TRECHO DO TEXTO:
──────────

Nele, a pessoa em questão (Equilavent-Debt5492, com o avatar verde) diz que sente que a presença do Copilot no Word aproxima a escrita dela da IA, e que isso seria incômodo. Ok, adaptei um pouco o que a pessoa falou. Acho que é o que eu sinto. Não é em si a presença do ícone no ladinho da página que me desgraça a cabeça. É o que ela estar ali significa.
A qualquer momento estou a um clique de distância de ter uma versão otimizada do que acabei de escrever. Uma versão um pouco mais genérica, um pouco mais ampla, tirada sabe-se lá de que recanto da internet, roubada dos parágrafos de algum outro escritor, capaz de agradar ao palato do consumidor comum e médio. E uma versão bem menos eu. Talvez melhor. Mas não uma versão minha.
Me dá asco pensar em ser associado à inteligência artificial de qualquer maneira que seja. Não queria falar isso nesses termos, parece mais pesado do que é, ainda mais porque já tive de trabalhar com essa ferramenta e ela nem sempre é nefasta, nem sempre é ruim, nem sempre é mal utilizada. Mas eu sei como ela funciona, eu sei como as pessoas as usam, sei o fim que as corporações querem dela. É uma tecnologia que por si só parece ótima, mas que não traz grandes benefícios em todos os casos. Como dito naquela imagem que se tornou famosa, não quero que a IA faça minha arte para que eu possa lavar os pratos na pia. Quero eu mesmo escrever meus textos ruins, com vírgulas fora do lugar, com frases excessivamente longas, tendo de cortar depois os travessões e ponto e vírgulas que tenho vício em usar. Não preciso, não quero que a IA me diga como escrever, ou que escreva no meu lugar. Só quero escrever as minhas palavras na minha existência ínfima como escritor sem ter qualquer conexão com ela. Mas pouco a pouco ela se infiltra em tudo.

──────────

Registros de origem
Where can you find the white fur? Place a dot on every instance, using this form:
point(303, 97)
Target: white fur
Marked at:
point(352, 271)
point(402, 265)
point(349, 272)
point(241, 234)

──────────

SEU OBJETIVO: No texto sobre o Copilot no Word, quais sinais de pontuação quem escreve diz ter o vício de usar?

SEÇÃO DE RESPOSTA: Os travessões e os ponto e vírgulas.